Swap "positive" for "negative" in the stretch from the start of the records through the line containing "rough mask: <svg", and reproduce only those lines with everything else unchanged.

┌─ Dataset content

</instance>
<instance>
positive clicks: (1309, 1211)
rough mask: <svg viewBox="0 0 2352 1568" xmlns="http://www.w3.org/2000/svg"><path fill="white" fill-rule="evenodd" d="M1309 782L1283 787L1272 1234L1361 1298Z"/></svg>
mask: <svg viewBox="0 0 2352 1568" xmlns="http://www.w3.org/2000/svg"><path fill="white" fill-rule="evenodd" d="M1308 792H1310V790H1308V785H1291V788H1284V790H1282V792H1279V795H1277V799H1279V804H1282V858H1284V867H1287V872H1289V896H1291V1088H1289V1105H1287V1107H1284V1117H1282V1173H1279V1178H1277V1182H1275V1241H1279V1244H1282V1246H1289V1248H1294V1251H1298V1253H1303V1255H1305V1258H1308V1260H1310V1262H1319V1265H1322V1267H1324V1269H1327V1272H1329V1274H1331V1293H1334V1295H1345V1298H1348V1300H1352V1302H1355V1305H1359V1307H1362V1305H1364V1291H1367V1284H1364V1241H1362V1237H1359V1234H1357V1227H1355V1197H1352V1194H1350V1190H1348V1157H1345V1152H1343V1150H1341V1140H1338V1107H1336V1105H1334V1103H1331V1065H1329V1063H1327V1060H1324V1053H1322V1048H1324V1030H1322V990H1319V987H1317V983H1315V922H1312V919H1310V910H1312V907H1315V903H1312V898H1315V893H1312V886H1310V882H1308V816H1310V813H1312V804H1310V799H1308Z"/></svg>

└─

Written solution:
</instance>
<instance>
negative clicks: (1309, 1211)
rough mask: <svg viewBox="0 0 2352 1568" xmlns="http://www.w3.org/2000/svg"><path fill="white" fill-rule="evenodd" d="M1309 782L1283 787L1272 1234L1361 1298Z"/></svg>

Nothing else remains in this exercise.